STATED PROBLEM :: Rewrite the data below with every "Return the mask" changed to "Output the mask", leaving all other text untouched.

RECORDS FOR THIS TASK ::
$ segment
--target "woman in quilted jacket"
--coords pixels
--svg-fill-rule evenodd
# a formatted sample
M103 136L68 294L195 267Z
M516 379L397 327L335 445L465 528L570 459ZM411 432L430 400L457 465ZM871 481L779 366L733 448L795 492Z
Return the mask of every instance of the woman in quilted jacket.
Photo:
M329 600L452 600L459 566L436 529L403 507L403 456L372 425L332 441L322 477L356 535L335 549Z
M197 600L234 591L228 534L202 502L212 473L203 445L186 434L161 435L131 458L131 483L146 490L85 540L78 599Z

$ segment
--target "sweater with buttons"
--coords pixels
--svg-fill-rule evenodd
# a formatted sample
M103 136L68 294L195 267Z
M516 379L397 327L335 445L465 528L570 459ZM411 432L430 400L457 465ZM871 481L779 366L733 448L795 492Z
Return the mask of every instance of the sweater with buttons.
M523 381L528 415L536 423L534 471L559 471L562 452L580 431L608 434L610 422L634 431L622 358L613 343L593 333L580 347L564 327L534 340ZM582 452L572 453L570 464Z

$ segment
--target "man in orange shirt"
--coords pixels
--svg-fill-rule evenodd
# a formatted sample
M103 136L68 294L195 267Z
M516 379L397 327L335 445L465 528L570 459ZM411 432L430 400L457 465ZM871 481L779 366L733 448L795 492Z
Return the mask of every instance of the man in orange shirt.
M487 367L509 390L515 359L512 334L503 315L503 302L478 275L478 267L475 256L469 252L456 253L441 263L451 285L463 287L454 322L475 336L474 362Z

RESULT OF THE EXERCISE ::
$ segment
--target "woman in quilted jacket"
--coords pixels
--svg-fill-rule evenodd
# a formatted sample
M103 136L68 294L195 267Z
M516 379L397 327L335 445L465 528L570 459ZM411 432L430 400L457 465ZM871 481L779 366L733 448L795 492Z
Output the mask of every instance of the woman in quilted jacket.
Photo:
M329 600L452 600L459 566L436 529L403 507L403 456L372 425L332 441L322 477L356 535L335 549Z
M197 600L234 591L228 534L202 502L212 473L203 445L186 434L161 435L131 458L131 483L146 490L85 540L78 599Z

$ segment
--target "sweater with buttons"
--coords pixels
--svg-fill-rule evenodd
# a formatted sample
M103 136L68 294L195 267Z
M516 379L397 327L335 445L465 528L570 459ZM411 432L430 400L457 465ZM871 481L779 366L733 448L795 492Z
Output the mask of every instance of the sweater with buttons.
M523 381L528 415L536 423L534 471L559 471L562 452L580 431L608 434L610 422L634 431L622 358L613 343L593 333L580 347L564 327L534 340ZM582 452L572 453L570 464Z

$ segment
--target "man in orange shirt"
--coords pixels
--svg-fill-rule evenodd
# a formatted sample
M103 136L68 294L195 267Z
M516 379L397 327L335 445L465 528L570 459ZM411 432L430 400L457 465ZM871 481L779 366L733 448L795 492Z
Output the mask of every instance of the man in orange shirt.
M487 367L509 390L515 359L512 334L503 315L503 302L478 275L478 267L475 256L469 252L456 253L441 263L451 285L463 287L454 322L475 336L474 362Z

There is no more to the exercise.